Es de Michael O´Neill, vía National Geographic, y seguro que no les sentará mal porque está compartida con toda la admiración y el asombro del mundo. |
Hace un par de días
encontré esta. Y me arrojó sin más preámbulo al territorio de la
fábula. Pez con alas. Criatura híbrida. Pertenecer al agua y un
poco también, como quien va seriamente de aventura o de fiesta, al
aire. ¿Quedarán entonces espacios inexplorados en en los que
terminaremos descubriendo la presencia de sirenas y unicornios?
Quizás en las incomprensibles fosas marinas, o en selvas
microscópicas. ¿Hay algo que la evolución no haya soñado y
ensayado antes que el hombre? De pronto me parece consolador pensar
la imaginación como una especie de memoria. Un pescar en la piscina
inmensa de la herencia genética. Todo lo que ha sido o podría ser
en la naturaleza está quizás herméticamente codificado en el
desván de mis células. No somos tan especiales. No estamos tan
solos, como individuos y como especie.
Y tras bucear un instante en
la memoria del ADN, me salpicó mi propia memoria. Yo conocía de
sobra a este pez rematadamente exótico, a esta quimera. Vi otros
como él colgando como sábanas en algunas fachadas de La Línea.

▸ DATOS MOSTRADOS
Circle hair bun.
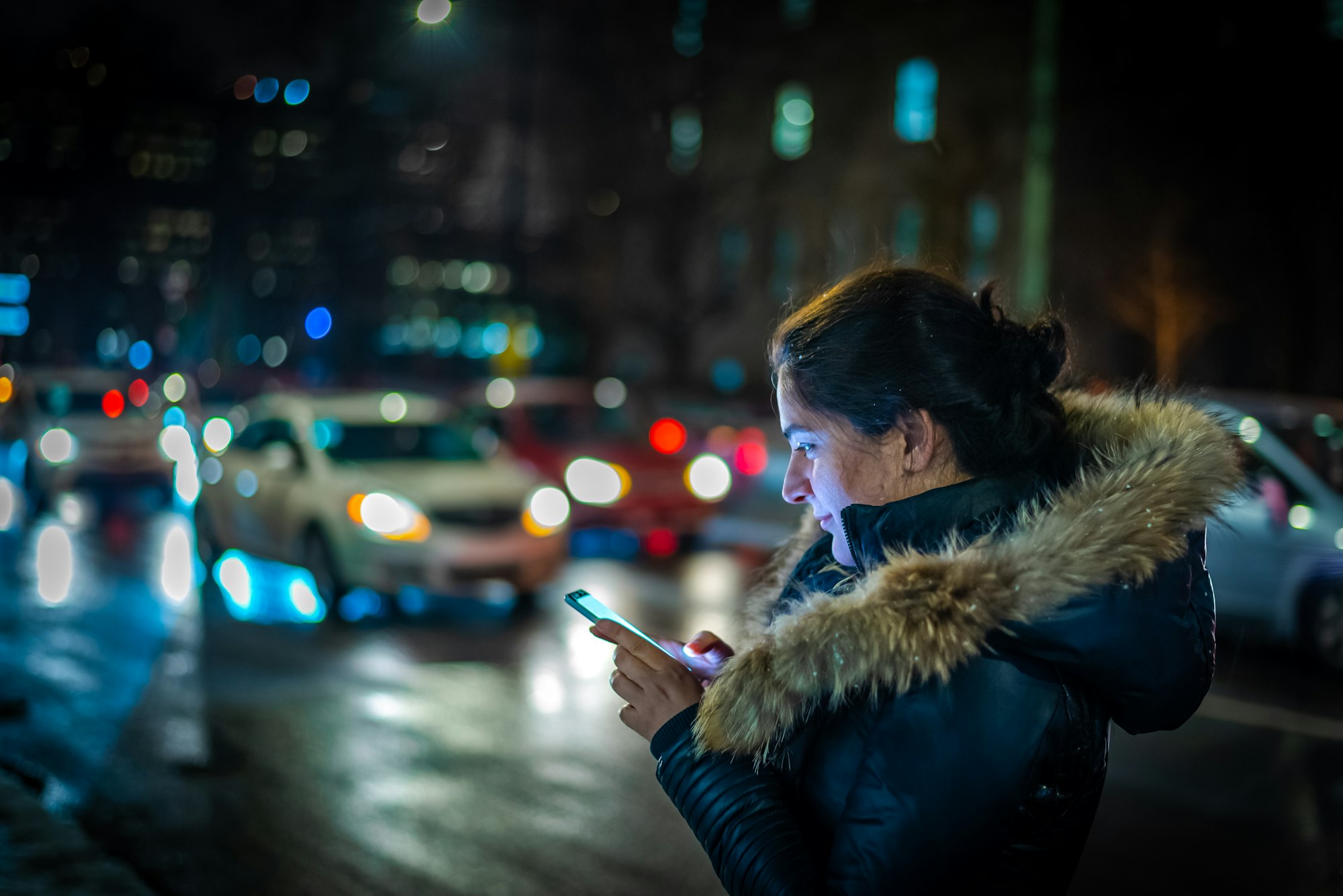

▸ TAREA ESCRITA
Por favor, copia el pasaje comenzando por "Quizás en las" y siguiendo hasta "de La Línea.", y rebautiza "fachadas" como "azoteas". Los datos son un material aparte, sin relación con el pasaje.

▸ SOLUCIÓN DEL EJERCICIO
Quizás en las incomprensibles fosas marinas, o en selvas
microscópicas. ¿Hay algo que la evolución no haya soñado y
ensayado antes que el hombre? De pronto me parece consolador pensar
la imaginación como una especie de memoria. Un pescar en la piscina
inmensa de la herencia genética. Todo lo que ha sido o podría ser
en la naturaleza está quizás herméticamente codificado en el
desván de mis células. No somos tan especiales. No estamos tan
solos, como individuos y como especie.
Y tras bucear un instante en
la memoria del ADN, me salpicó mi propia memoria. Yo conocía de
sobra a este pez rematadamente exótico, a esta quimera. Vi otros
como él colgando como sábanas en algunas azoteas de La Línea.